*PROBLEM:* Reproduce the passage of the forum thread about the faulty driver update starting with "One of the fixes" and going on through "a boot loop.".

─── PAGE TEXT

Kissaki ( @Kissaki@programming.dev ) · 5 months ago

One of the fixes was deleting a sysm32 driver file. Is a Windows driver how they update definitions?

Gestrid ( @Gestrid@lemmy.ca ) · edit-2 5 months ago

The driver was one installed on the computer by the security company. The driver would look for and block threats incoming via the internet or intranet.

The definitions update included a driver update, and most of the computers the software was used on were configured to automatically restarted to install the update. Unfortunately, the faulty driver update caused computers to BSOD and enter a boot loop.

Because of the boot loop, the driver could only be removed manually by entering Safe Mode. (That’s the thing you saw about deleting that file.) Then the updated driver, the one they released when they discovered the bug, would ideally be able to be installed normally after exiting Safe Mode.

──────
─── DATA SEGMENT

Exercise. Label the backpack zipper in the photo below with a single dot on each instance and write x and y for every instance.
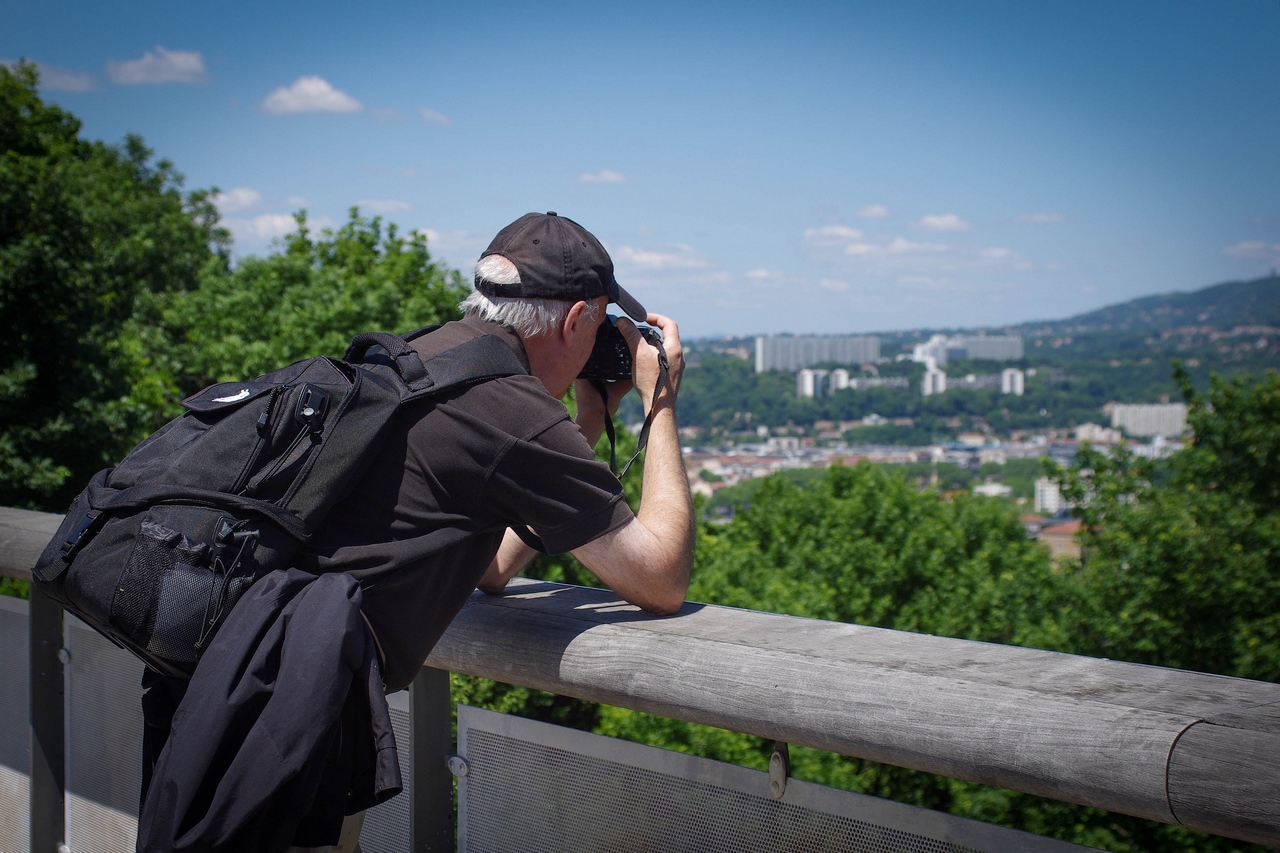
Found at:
(264, 430)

──────

*THE RESPONSE:*
One of the fixes was deleting a sysm32 driver file. Is a Windows driver how they update definitions?

Gestrid ( @Gestrid@lemmy.ca ) · edit-2 5 months ago

The driver was one installed on the computer by the security company. The driver would look for and block threats incoming via the internet or intranet.

The definitions update included a driver update, and most of the computers the software was used on were configured to automatically restarted to install the update. Unfortunately, the faulty driver update caused computers to BSOD and enter a boot loop.